■ SHORT EXERCISE 1 ■
Please list the usernames of everyone who posts in the group buy thread.
■ SHORT EXERCISE 2 ■
In the group buy thread, what does philb say he would prefer from a UK-based group buy?
■ SHORT EXERCISE 3 ■
Continue the group buy thread past its last post, which asks about Niles stainless steel stoppers.

■ SUPPLIED TEXT ■
# Group buy



## Towbar15 (Nov 15, 2007)

Hello all,

I was just wondering if anybody is going to put a buy together for the end of the month or dec?

Thank you,
Jerry


----------



## GaryMGg (Nov 15, 2007)

Jerry

You should give a bigger hint as to what kind of GB you're lookin' for. Maybe?!?


----------



## philb (Nov 15, 2007)

Id also like to know if there are any UK based group buys?

Pens and bushings preferably


----------



## CrazyBear (Nov 15, 2007)

Are there enough UK members looking for kits to get a good discount either from UK suppliers or from across the pond.

It also needs someone with the time and inclination to run it


----------



## Chuck Key (Nov 15, 2007)

Same question regarding Niles stainless steel stoppers?

■ MATERIAL SHOWN ■
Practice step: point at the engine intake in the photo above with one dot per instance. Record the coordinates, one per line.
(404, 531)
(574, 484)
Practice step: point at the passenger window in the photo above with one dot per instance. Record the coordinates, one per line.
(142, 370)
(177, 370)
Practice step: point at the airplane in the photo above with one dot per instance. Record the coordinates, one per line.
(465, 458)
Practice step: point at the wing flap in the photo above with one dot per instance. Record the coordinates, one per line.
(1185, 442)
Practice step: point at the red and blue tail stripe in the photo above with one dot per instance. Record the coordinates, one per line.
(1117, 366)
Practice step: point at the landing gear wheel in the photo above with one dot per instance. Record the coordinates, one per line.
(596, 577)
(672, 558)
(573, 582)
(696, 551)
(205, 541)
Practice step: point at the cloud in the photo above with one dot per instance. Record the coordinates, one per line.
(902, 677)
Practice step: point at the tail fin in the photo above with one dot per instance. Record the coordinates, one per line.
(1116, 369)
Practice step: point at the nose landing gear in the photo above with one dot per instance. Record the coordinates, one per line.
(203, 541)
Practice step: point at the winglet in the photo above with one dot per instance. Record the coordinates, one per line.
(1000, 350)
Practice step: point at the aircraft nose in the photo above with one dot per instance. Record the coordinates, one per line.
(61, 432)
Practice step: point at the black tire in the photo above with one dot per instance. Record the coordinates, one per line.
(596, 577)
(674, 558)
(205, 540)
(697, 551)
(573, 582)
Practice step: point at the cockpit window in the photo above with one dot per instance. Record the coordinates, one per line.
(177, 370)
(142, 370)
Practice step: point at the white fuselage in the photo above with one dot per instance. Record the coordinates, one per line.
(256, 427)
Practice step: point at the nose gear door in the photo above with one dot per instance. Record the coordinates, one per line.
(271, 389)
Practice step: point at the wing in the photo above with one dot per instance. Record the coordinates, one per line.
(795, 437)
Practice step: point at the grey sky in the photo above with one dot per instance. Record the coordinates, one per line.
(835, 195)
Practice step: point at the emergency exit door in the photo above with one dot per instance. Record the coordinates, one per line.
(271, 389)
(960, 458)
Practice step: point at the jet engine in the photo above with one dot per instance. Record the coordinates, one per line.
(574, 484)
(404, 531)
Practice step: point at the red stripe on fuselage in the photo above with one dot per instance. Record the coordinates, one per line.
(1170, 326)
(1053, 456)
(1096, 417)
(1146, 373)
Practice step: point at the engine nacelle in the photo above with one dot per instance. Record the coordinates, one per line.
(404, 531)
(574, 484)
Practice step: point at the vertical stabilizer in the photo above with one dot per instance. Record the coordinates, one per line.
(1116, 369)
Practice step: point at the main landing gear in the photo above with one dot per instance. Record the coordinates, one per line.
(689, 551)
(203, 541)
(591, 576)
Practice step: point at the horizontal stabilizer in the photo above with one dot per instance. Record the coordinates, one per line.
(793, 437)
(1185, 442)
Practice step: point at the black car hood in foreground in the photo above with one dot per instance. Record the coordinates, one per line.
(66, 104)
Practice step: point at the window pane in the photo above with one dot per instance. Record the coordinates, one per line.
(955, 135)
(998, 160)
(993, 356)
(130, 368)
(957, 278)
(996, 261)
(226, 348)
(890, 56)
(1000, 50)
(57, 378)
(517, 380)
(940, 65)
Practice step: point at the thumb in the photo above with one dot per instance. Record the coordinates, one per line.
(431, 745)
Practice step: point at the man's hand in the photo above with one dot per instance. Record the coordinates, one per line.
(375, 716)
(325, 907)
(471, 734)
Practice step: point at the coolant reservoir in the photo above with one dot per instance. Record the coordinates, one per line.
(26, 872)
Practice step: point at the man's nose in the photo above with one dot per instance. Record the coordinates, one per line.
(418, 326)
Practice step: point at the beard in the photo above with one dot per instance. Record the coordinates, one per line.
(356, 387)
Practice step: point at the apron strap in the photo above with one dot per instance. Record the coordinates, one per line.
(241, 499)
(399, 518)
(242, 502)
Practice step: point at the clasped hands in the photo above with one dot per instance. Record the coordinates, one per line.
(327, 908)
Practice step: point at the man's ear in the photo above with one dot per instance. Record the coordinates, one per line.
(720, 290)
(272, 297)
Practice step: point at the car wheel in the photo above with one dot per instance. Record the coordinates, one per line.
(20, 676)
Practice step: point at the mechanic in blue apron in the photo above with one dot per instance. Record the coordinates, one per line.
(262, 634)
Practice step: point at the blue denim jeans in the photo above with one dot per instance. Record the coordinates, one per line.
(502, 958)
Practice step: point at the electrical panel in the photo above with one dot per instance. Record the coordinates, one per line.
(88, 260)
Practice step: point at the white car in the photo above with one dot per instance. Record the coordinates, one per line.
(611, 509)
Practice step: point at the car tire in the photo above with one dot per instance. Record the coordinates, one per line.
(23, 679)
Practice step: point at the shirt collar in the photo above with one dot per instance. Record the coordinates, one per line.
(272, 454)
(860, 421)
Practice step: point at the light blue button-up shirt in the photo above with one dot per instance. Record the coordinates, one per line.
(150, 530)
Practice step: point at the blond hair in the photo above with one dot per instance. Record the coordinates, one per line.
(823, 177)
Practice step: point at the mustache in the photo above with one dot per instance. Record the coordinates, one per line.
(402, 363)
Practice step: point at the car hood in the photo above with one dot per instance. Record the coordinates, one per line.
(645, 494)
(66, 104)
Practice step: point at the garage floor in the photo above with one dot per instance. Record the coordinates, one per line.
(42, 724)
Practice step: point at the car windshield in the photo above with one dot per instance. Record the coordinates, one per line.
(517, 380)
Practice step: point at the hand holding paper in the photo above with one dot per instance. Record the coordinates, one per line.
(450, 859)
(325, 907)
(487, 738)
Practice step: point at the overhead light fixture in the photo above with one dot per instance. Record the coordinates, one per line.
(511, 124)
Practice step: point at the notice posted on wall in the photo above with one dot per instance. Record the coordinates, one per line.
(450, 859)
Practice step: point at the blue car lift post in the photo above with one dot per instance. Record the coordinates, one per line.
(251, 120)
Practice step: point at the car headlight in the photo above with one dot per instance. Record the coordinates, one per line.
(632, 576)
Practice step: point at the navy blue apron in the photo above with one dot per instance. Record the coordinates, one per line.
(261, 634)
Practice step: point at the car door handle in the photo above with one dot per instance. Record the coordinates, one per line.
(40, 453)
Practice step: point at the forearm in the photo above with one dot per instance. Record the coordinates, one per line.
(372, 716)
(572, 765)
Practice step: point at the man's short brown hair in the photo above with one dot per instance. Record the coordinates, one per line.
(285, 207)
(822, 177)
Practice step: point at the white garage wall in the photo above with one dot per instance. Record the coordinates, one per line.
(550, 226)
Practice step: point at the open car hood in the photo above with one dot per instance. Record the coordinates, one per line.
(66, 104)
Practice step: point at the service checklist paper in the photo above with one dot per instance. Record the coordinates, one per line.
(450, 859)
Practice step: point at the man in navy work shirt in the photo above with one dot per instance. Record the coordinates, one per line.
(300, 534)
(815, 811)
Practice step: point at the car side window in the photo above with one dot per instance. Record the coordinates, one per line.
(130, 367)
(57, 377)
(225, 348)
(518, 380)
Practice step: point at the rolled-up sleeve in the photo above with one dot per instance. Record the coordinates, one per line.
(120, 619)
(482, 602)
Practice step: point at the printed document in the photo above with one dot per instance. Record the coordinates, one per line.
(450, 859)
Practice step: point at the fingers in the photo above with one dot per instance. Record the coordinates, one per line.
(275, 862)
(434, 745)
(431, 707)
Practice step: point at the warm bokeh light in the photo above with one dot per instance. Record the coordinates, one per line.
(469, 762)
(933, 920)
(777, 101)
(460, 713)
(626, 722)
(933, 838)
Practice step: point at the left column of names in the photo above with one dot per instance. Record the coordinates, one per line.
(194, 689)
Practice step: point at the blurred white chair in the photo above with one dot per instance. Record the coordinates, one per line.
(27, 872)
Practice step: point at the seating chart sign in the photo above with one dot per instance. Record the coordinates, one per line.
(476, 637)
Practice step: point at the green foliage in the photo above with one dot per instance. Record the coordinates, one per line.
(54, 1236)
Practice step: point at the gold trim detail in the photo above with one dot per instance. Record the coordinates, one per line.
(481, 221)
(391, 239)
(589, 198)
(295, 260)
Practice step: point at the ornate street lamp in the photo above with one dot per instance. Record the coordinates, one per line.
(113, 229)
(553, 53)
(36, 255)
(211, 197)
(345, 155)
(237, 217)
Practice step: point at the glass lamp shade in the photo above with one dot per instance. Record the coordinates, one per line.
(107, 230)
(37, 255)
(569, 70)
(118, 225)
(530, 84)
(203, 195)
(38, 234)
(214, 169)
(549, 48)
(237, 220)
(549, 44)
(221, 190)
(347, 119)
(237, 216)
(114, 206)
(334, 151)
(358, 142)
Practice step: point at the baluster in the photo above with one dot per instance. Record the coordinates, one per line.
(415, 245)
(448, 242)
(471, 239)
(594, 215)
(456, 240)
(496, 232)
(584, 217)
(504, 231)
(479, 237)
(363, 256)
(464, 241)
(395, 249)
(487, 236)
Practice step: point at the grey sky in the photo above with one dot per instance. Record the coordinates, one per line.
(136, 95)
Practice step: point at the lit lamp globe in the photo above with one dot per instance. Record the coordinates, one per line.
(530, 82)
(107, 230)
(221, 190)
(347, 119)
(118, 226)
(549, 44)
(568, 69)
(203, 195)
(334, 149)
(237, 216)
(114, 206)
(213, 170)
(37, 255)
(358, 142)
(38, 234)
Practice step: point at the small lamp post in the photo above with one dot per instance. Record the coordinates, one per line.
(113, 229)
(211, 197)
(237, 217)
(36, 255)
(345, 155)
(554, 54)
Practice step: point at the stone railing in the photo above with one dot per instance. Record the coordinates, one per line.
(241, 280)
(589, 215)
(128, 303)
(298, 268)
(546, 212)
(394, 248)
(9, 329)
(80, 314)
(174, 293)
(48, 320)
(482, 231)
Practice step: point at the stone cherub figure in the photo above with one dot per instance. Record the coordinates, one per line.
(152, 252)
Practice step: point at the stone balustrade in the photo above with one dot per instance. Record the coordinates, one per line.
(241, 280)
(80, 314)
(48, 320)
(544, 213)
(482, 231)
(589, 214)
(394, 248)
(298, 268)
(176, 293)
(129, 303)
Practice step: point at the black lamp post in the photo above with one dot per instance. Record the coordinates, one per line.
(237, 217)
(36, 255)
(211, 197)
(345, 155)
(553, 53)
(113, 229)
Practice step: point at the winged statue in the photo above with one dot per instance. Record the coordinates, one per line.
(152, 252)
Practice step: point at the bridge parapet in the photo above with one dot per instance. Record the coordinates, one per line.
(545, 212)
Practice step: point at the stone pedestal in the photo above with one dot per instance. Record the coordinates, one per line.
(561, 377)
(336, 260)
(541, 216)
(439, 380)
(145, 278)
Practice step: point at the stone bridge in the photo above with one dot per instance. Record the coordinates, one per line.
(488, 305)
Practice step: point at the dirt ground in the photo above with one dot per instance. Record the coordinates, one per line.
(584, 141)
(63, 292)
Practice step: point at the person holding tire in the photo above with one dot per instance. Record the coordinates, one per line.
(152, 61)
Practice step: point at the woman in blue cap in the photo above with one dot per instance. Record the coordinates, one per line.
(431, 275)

■ TASK RESPONSE 1 ■
Towbar15, GaryMGg, philb, CrazyBear, Chuck Key

■ TASK RESPONSE 2 ■
Pens and bushings.

■ TASK RESPONSE 3 ■
----------



## diamundgem (Nov 19, 2007)

Yes, I too am waiting on a good group buy. Please notify if it happens. I need many high end pens. Emperior,Lotis,etc. I can't sell'em but just love to look at them


----------



## TowMater (Nov 24, 2007)

I would participate in a CSUSA group buy, I need Statesmans and some Jr. Gents!!


----------



## Woodlvr (Nov 24, 2007)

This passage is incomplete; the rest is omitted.